*What you will do*
1 – Translate this sentence from the roulette account into Spanish: "A friend recommended going in the morning to avoid crowds."
2 – Extract each line of the records containing the string "every", matching case exactly.

*Source document*
--

According to the rule of surviving enough losses to give the strategy a chance means being able to lose 37 times in a row for $3700. 

It took a few months to get comfortable with loosing almost $4000 in an hour. My method was to think of the times I had lost money investing and speculating. I was only doing this one weekend and not as a way of life. The goal was to get comfortable taking large gambles with almost even odds. This is to practice courage with stakes high enough to matter but not so high as to be ruined. 

A friend recommended going in the morning to avoid crowds. This is also better for me because I tend to be optimistic in the morning. By evening I'm tired and more pessimistic. A strategy that requires loosing several $100s in row needs optimism! We went to the Bellagio high stakes room first and the dealer gave me chips for cash. The first challenge was picking a single number. My original plan was to pick one someone else had picked for mutual excitement. But the high stakes room was empty that morning. 

Most roulette wheels have a tote board showing the last two dozen numbers or so. Magical thinkers may choose numbers not seen recently as "due".  Scientific thinkers might look at numbers seen more often as a "mechanical bias".  I expect these tables to be well calibrated and truly random, but being more scientific went with the number that had come up the most recently, 17. 

I bet on 17 and lost four $25 chips.  Then lost two more spins.  A lovely woman brought me a drink and I tipped $2.  Then I lost another $100.  
I knew going for a single number from the 37 meant possibly sitting for over an hour steadily losing without a single win. But the reality was a little boring and depressing.  
After two more losses I noticed $600 was gone in about 6 minutes. How many other things could I have spent that on to have more fun instead?
I bet again and 17 came up.  17!
Wow my number hit! Only the seventh spin! This improbable result was close to the best case scenario! I was prepared to win on the first spin or walk away with nothing after 37.

--

*Task input*
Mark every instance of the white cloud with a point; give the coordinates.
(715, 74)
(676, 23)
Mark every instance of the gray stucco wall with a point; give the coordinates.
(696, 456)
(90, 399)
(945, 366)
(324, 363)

--

*Solutions to each task*
1 – Un amigo me recomendó ir por la mañana para evitar las multitudes.

2 –
Mark every instance of the white cloud with a point; give the coordinates.
Mark every instance of the gray stucco wall with a point; give the coordinates.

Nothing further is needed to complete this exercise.